| GIVEN REQUEST A |
Please select every row below that contains the word "girl", treating uppercase and lowercase as different.

## start EXCERPT TO READ

Monday, April 13, 2015

If only I were talking about the NIN album. Let's start with good news. I am out of my sling! I have 3 more weeks of no pushing/pulling/lifting, but I don't have to wear the sling unless my elbow gets sore. I am trying my best not to cheat. My arm lets me know fast if I am doing too much. The doctor is pretty positive that by the end of the month I will be all healed and released from his care. He is really happy with my range of motion. Also Saturday we drove across the state and visited friends. It was the best. I really miss having friends to spend time with just talking and maybe playing some games. We played cornhole and caught up on all the research gossip.

So then we come to yesterday. I felt it almost as soon as I woke up. I was entering the downward spiral. My heart felt like the pit of despair and I was screaming on the inside. Hello, depression. No, you aren't welcome here. Oh, you are going to stick around anyways. Joy! My husband let me sink in for only 10 minutes and then demanded that I get up and we do our Sunday routine of market and cleaning. I went about the rest of my day pretty well. NBD! Watched the new Game of Thrones, how could anyone be sad then? Just before falling asleep I told my husband how I dreaded going in to work this morning. It just sucks the life out of me. That then is a reminder on how horrible I did in the interview I had on Thursday. Then my brain starts sabotaging my life and telling me I'm going nowhere in my career and I should start making a plan B.

## end EXCERPT TO READ
## start DATA

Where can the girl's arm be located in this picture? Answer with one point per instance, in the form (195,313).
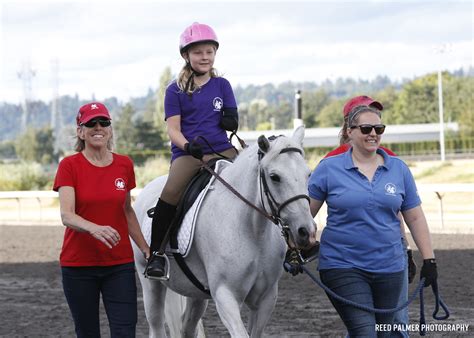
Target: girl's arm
(174,131)
(416,222)
(104,233)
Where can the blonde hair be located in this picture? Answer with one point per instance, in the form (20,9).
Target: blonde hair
(81,144)
(185,79)
(186,76)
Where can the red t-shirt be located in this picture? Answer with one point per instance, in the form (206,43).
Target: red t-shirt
(100,194)
(346,146)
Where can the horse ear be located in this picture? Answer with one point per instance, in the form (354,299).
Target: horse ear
(298,135)
(263,143)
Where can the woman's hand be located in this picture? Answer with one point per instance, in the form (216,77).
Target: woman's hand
(106,234)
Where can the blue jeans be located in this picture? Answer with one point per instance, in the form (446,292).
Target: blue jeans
(82,288)
(401,317)
(379,290)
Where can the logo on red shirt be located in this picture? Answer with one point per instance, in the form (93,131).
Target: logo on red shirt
(119,184)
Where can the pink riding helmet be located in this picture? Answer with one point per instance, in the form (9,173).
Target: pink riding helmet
(195,33)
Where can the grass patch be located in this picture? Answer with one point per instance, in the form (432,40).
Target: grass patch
(432,170)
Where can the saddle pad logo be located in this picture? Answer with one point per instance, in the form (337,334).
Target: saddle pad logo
(119,184)
(390,189)
(217,103)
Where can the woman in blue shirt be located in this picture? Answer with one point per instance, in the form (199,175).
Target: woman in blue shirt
(361,255)
(198,103)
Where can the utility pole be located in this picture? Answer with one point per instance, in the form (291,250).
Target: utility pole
(441,50)
(26,75)
(56,121)
(298,119)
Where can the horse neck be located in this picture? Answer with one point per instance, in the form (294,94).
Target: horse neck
(243,175)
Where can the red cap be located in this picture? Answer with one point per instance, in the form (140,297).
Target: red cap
(90,110)
(360,101)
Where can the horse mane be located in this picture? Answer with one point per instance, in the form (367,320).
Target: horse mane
(276,145)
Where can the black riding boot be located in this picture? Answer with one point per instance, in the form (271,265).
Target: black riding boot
(162,217)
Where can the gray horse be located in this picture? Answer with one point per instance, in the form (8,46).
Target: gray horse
(237,251)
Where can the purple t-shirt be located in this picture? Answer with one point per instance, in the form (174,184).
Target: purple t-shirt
(201,113)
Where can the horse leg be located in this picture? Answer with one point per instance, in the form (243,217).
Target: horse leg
(229,311)
(192,325)
(154,294)
(261,310)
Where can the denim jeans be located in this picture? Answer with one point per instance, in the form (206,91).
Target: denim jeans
(83,287)
(379,290)
(401,317)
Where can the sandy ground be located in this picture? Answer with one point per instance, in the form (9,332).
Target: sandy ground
(32,302)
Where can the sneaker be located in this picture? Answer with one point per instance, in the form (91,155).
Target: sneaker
(156,267)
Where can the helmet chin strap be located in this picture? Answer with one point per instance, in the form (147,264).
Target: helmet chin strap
(194,74)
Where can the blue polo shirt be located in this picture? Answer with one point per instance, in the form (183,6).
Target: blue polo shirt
(201,113)
(362,228)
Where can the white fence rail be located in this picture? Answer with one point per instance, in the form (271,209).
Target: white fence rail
(449,208)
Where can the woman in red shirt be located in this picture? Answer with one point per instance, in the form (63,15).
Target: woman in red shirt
(96,257)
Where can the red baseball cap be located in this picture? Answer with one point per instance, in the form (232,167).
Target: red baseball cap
(90,110)
(360,101)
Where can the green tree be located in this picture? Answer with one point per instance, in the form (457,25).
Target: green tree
(36,145)
(312,105)
(154,115)
(388,97)
(125,130)
(331,114)
(418,101)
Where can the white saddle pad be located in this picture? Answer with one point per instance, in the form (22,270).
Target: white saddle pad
(186,231)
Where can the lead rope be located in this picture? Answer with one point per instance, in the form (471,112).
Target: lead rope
(419,290)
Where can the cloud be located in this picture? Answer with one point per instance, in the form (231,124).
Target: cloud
(120,48)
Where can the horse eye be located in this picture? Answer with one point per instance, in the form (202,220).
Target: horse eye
(275,177)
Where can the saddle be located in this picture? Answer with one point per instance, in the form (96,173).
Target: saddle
(191,193)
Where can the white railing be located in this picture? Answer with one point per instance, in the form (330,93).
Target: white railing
(42,207)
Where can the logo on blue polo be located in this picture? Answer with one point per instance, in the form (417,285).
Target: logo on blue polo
(390,189)
(217,103)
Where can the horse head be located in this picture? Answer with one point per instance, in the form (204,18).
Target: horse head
(284,178)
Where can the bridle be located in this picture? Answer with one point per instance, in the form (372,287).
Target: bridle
(275,207)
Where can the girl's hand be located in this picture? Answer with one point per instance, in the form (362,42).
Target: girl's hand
(106,234)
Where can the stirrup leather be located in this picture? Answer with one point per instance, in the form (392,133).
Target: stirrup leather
(166,275)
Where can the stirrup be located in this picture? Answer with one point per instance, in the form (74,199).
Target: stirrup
(166,275)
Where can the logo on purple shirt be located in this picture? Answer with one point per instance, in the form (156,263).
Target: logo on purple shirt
(217,103)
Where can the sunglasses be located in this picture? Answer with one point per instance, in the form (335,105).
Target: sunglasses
(367,128)
(91,124)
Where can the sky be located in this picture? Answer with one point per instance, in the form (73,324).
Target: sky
(120,48)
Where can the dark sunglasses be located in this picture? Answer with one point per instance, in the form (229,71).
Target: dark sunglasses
(367,128)
(91,124)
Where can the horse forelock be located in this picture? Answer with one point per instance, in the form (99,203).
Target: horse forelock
(249,156)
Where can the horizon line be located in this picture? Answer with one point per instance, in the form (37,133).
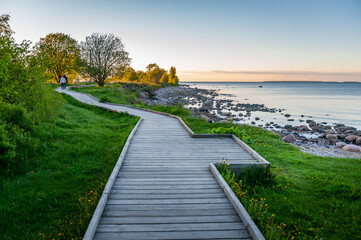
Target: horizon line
(273,72)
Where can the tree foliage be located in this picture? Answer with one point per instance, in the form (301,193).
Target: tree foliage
(5,29)
(103,55)
(60,52)
(25,101)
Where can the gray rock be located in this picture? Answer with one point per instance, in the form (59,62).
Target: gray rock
(330,131)
(289,138)
(302,128)
(351,138)
(351,148)
(340,144)
(332,137)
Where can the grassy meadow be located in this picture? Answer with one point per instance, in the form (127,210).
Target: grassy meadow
(57,195)
(303,196)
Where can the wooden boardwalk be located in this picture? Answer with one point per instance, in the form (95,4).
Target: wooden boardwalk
(164,188)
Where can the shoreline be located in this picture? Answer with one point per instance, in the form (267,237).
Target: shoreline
(310,136)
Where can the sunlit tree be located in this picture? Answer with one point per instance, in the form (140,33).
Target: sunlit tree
(130,75)
(5,29)
(173,78)
(103,55)
(164,79)
(60,52)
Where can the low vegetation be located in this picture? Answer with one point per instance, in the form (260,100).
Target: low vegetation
(55,195)
(302,196)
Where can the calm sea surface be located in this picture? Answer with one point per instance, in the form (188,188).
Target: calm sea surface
(321,101)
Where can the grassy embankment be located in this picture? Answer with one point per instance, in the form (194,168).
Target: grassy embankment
(56,197)
(302,197)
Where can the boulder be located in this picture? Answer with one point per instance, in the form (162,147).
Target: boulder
(340,145)
(289,138)
(332,137)
(302,128)
(351,138)
(352,148)
(224,121)
(330,131)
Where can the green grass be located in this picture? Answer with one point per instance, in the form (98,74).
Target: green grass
(308,197)
(59,192)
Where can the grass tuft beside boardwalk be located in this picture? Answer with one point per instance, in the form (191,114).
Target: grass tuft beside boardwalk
(57,196)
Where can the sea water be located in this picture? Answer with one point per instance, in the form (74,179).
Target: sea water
(328,102)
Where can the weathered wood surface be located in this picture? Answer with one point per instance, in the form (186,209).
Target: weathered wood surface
(164,189)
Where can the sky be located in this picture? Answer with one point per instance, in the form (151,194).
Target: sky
(212,40)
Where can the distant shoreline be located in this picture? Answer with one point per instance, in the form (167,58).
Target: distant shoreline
(185,82)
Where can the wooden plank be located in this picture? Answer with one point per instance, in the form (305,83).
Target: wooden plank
(167,191)
(117,186)
(242,234)
(167,201)
(185,206)
(166,196)
(182,219)
(169,213)
(171,227)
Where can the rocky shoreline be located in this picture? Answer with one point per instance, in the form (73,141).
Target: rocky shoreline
(316,138)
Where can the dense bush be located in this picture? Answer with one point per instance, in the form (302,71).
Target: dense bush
(25,101)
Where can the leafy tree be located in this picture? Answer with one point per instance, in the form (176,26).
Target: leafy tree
(154,73)
(60,52)
(173,78)
(103,55)
(164,79)
(5,29)
(130,75)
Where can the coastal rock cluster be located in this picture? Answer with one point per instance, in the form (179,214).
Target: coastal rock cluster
(309,135)
(338,136)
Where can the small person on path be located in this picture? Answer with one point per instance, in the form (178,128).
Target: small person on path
(63,81)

## end DATA

| GIVEN REQUEST B |
Decide whether each statement agrees with the blog post above. For each, answer yes or no and quote the words from the post that decide it.
(i) The writer must still wear the sling at all times.
(ii) The writer visited friends on Sunday.
(iii) The writer's interview took place on Thursday.

| RESULT A |
Where can the girl's arm be located in this picture? Answer with one point per instance, in the form (195,313).
Target: girl's arm
Where can the girl's hand be located in this picture? Answer with one point per instance, in the form (362,42).
Target: girl's hand

| RESULT B |
(i) No: "I don't have to wear the sling unless my elbow gets sore."
(ii) No: "Also Saturday we drove across the state and visited friends."
(iii) Yes: "the interview I had on Thursday."